→ Work required
Retype every one of the items below verbatim, omitting the pictures.

(Extracted items)
##########

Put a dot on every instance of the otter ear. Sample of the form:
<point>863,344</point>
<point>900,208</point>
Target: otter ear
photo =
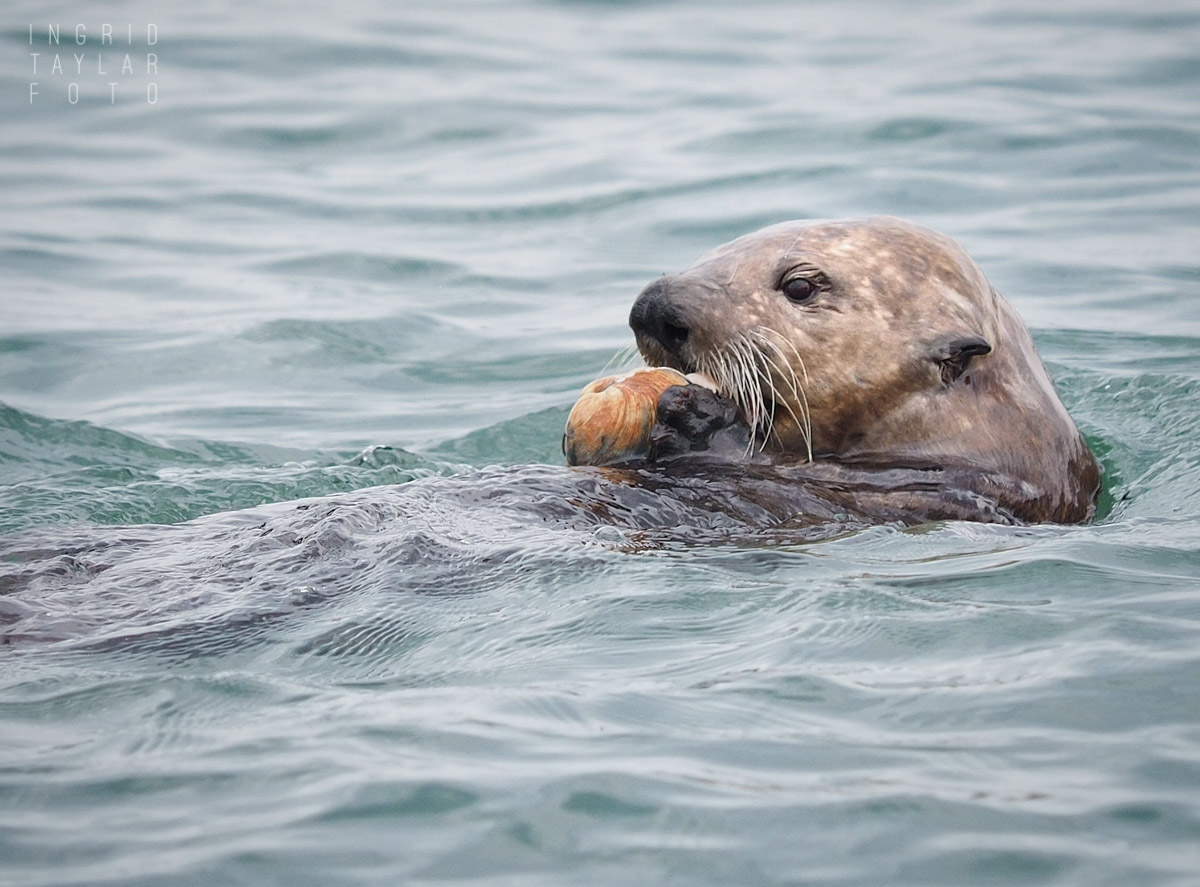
<point>955,354</point>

##########

→ Exercise answer
Put a dot on every instance of the otter ear. Sample of the form:
<point>863,344</point>
<point>900,208</point>
Target: otter ear
photo =
<point>955,354</point>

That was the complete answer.